> **Goal of the exercise**:
Beginning with the line that has "Place one point per instance of the orange", reproduce each remaining line of the data exactly, down to and including the last.

> **Data**:
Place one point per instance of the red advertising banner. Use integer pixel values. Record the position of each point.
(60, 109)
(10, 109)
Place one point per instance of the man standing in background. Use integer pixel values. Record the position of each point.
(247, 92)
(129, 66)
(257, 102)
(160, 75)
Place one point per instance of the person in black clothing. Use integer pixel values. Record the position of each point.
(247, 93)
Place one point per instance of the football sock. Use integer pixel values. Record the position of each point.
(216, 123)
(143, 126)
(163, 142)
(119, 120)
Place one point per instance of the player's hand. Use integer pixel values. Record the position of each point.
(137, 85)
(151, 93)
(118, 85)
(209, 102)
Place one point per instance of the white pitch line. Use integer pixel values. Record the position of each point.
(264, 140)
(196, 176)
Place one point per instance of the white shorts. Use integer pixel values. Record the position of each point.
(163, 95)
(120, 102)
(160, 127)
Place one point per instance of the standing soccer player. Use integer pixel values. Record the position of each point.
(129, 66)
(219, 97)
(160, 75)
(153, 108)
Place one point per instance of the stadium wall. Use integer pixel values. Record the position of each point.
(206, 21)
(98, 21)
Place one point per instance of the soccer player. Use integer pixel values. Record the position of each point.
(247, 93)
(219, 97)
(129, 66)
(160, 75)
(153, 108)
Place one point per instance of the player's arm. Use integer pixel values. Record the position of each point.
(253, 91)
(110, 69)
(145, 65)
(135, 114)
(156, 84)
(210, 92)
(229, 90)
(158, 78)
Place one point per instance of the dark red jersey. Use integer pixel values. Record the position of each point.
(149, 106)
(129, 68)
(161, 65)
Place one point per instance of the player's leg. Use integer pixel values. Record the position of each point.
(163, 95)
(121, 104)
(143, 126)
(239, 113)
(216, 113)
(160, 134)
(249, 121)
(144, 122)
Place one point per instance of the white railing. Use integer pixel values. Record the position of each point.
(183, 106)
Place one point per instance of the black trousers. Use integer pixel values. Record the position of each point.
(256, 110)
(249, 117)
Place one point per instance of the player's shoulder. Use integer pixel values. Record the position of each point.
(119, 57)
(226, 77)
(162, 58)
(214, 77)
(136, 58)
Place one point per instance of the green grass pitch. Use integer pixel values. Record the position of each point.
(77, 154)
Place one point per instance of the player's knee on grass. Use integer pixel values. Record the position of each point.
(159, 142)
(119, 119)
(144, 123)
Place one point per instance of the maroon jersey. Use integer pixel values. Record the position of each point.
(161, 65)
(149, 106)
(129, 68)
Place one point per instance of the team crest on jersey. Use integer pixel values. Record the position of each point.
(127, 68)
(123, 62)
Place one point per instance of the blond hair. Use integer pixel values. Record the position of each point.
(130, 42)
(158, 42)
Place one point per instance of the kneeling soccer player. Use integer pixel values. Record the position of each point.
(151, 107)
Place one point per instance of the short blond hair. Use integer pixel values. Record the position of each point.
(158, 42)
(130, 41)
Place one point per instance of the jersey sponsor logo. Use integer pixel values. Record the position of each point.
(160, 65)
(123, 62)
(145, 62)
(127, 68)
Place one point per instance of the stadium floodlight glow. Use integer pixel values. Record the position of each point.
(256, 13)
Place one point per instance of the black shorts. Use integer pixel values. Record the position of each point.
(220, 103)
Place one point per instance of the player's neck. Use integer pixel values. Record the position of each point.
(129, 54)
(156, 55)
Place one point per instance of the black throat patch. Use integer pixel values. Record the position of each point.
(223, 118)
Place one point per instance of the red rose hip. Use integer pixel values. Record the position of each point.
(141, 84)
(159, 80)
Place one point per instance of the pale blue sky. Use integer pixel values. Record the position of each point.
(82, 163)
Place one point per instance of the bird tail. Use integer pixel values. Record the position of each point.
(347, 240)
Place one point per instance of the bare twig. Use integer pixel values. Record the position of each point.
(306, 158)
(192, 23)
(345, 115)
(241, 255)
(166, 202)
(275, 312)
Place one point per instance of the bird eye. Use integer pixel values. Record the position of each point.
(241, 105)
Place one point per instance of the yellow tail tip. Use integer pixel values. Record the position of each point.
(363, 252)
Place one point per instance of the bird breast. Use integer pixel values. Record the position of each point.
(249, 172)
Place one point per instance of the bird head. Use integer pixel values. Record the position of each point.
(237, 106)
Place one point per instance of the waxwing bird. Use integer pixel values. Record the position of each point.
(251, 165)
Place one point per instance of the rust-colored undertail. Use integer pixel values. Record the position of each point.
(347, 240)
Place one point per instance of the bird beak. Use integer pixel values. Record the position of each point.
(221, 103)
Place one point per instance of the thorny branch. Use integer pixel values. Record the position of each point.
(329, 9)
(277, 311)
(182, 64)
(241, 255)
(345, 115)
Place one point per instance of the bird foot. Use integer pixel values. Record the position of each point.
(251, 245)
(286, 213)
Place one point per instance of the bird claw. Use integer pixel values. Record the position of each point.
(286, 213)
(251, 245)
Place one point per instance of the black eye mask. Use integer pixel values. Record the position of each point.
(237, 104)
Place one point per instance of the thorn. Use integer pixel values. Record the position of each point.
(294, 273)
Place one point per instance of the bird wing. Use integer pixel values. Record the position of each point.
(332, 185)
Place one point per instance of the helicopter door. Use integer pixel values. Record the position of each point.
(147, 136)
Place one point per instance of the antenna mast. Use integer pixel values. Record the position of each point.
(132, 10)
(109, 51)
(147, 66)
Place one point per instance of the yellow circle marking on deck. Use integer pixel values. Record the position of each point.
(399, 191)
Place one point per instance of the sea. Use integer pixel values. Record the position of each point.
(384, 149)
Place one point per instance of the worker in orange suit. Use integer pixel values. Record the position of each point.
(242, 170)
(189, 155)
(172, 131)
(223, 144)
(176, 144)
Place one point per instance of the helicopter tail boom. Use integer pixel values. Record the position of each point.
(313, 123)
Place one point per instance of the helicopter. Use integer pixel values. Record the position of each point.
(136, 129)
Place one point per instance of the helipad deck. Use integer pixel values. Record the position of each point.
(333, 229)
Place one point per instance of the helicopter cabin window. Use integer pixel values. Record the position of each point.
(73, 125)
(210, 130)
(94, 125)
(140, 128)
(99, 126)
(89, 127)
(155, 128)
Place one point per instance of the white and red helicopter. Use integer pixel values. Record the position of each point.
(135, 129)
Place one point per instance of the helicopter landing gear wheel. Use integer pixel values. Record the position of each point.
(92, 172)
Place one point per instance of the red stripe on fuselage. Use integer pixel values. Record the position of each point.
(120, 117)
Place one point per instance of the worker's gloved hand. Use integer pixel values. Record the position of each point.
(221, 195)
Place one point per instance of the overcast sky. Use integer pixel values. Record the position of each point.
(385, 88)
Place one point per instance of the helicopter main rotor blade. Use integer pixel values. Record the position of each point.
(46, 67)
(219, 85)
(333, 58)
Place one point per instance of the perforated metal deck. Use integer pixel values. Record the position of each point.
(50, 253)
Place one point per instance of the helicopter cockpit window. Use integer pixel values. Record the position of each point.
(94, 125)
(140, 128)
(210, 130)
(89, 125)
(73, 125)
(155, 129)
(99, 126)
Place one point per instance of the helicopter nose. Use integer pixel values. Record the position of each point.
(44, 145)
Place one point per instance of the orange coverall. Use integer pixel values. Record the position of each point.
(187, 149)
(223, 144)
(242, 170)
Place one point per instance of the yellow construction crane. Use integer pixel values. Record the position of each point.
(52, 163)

> **Finished exercise**:
Place one point per instance of the orange coverall. Use integer pixel values. Record the position of each point.
(187, 149)
(223, 144)
(242, 170)
Place one point per instance of the yellow construction crane. Use integer pixel values. Record the position of each point.
(52, 163)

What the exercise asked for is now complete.